DIRECTIVE
Find every line in the records below that contains the word "embankment" and copy each of those lines in full. Case counts.
-- RECORDS PROVIDED start --
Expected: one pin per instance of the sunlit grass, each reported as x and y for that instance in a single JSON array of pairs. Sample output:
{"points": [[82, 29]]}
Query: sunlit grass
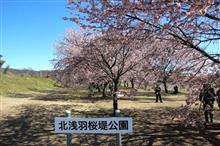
{"points": [[10, 85]]}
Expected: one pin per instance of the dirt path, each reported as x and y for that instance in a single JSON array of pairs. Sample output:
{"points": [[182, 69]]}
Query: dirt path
{"points": [[10, 106], [27, 120]]}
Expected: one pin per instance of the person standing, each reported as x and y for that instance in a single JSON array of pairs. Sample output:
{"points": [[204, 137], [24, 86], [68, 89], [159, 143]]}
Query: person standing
{"points": [[157, 91], [218, 97], [207, 97]]}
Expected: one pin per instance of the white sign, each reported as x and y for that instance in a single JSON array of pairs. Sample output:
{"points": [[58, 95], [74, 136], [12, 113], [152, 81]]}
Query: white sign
{"points": [[93, 125]]}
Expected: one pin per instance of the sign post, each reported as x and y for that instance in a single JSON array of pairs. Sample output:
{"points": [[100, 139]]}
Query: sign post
{"points": [[117, 125], [68, 142], [118, 135]]}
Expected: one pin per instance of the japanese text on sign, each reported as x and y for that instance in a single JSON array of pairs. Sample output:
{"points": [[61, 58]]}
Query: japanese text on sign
{"points": [[93, 125]]}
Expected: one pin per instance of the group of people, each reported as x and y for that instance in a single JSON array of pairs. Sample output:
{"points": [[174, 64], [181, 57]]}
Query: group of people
{"points": [[207, 97]]}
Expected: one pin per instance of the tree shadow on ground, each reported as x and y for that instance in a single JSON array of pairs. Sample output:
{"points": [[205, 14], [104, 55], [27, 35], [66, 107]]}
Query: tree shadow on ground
{"points": [[34, 127], [67, 95]]}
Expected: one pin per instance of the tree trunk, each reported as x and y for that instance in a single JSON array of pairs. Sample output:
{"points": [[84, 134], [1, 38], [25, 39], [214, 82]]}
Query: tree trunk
{"points": [[132, 83], [115, 98], [104, 89], [165, 85]]}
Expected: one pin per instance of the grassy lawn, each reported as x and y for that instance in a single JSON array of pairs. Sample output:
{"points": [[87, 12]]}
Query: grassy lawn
{"points": [[11, 85], [30, 123]]}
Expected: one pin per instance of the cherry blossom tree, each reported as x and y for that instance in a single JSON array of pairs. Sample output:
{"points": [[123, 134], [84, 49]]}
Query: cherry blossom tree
{"points": [[193, 24], [106, 57]]}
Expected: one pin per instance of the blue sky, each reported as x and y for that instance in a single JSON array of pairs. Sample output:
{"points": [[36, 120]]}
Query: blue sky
{"points": [[29, 31]]}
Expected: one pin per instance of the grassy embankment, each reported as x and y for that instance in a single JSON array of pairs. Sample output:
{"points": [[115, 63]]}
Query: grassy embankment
{"points": [[13, 84]]}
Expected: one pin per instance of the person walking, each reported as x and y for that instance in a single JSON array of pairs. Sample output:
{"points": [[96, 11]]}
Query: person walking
{"points": [[157, 91]]}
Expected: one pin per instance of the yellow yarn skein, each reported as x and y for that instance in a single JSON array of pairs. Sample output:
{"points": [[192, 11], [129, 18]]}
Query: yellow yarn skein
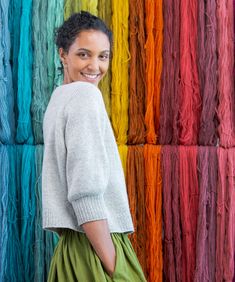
{"points": [[121, 57]]}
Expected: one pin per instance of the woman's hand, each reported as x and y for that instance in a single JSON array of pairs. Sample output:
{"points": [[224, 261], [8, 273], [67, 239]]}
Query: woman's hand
{"points": [[98, 234]]}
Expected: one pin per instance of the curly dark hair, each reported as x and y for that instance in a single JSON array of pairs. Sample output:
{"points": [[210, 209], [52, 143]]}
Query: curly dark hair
{"points": [[66, 34]]}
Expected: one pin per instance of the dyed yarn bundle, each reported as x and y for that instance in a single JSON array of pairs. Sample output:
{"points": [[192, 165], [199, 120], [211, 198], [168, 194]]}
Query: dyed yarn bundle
{"points": [[170, 96]]}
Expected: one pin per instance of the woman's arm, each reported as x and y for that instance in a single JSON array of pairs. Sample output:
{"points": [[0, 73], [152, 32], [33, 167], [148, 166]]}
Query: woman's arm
{"points": [[98, 234]]}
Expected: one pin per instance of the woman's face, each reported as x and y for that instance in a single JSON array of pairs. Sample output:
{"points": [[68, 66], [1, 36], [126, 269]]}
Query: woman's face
{"points": [[88, 57]]}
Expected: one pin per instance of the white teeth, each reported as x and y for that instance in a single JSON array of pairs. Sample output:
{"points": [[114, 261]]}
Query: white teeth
{"points": [[91, 76]]}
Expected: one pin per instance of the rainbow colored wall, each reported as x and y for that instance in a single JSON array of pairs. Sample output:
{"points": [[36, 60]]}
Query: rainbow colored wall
{"points": [[171, 100]]}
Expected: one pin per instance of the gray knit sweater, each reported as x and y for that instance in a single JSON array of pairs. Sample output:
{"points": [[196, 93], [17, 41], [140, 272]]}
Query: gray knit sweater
{"points": [[82, 176]]}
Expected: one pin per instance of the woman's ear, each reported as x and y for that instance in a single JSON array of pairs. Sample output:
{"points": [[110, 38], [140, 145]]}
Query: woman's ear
{"points": [[63, 56]]}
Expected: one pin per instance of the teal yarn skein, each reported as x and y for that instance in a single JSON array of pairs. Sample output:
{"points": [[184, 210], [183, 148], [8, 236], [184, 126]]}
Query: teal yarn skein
{"points": [[24, 132], [6, 90], [4, 174], [14, 259], [40, 81]]}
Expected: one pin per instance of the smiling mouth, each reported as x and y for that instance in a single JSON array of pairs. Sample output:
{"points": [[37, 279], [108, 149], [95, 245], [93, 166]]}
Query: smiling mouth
{"points": [[90, 76]]}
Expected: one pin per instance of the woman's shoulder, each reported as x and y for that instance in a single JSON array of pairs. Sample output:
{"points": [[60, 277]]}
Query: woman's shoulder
{"points": [[78, 87]]}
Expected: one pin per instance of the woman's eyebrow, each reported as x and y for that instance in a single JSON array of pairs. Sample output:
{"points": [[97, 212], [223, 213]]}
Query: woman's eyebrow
{"points": [[83, 49]]}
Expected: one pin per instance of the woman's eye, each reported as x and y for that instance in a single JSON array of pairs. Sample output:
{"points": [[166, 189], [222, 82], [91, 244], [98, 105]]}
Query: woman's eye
{"points": [[104, 57], [82, 55]]}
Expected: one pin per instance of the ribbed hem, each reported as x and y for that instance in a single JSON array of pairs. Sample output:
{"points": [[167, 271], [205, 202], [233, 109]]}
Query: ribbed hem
{"points": [[89, 209]]}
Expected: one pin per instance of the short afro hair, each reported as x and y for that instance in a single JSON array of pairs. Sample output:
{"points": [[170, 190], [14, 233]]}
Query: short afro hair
{"points": [[66, 34]]}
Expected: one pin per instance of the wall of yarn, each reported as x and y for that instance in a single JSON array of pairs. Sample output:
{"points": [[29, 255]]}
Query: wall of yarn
{"points": [[170, 97]]}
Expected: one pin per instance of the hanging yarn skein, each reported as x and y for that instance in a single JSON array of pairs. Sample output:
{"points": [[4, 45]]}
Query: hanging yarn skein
{"points": [[151, 136], [226, 93], [188, 208], [136, 195], [121, 56], [169, 102], [40, 96], [4, 179], [207, 69], [55, 16], [14, 271], [58, 7], [206, 222], [6, 90], [24, 127], [39, 262], [171, 213], [27, 208], [15, 9], [104, 12], [158, 44], [136, 132], [189, 98], [153, 205], [225, 215]]}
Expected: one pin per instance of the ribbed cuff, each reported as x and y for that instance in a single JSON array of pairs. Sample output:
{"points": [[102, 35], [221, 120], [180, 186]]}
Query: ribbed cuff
{"points": [[89, 209]]}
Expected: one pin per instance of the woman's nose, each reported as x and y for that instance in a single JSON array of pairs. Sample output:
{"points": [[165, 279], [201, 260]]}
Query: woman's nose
{"points": [[93, 64]]}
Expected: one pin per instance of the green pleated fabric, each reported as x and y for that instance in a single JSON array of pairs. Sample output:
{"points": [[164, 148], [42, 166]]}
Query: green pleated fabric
{"points": [[75, 260]]}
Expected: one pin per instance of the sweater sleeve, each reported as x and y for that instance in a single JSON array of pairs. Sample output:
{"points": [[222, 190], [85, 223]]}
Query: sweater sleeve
{"points": [[87, 166]]}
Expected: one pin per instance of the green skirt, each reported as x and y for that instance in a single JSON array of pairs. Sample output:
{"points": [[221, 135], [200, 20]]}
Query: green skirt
{"points": [[74, 259]]}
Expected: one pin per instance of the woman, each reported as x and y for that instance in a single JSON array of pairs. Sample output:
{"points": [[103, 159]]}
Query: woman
{"points": [[84, 192]]}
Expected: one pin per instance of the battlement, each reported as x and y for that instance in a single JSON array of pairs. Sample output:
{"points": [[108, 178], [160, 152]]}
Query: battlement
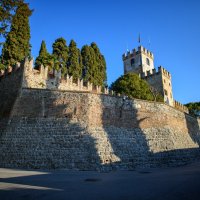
-- RECORDS PROVIDED end --
COMPLETE RESPONSE
Expected: one pin per instance of the grassy embankment, each reported as x and y for that instance in a single JSON array of pairs. Sample output:
Query: grassy embankment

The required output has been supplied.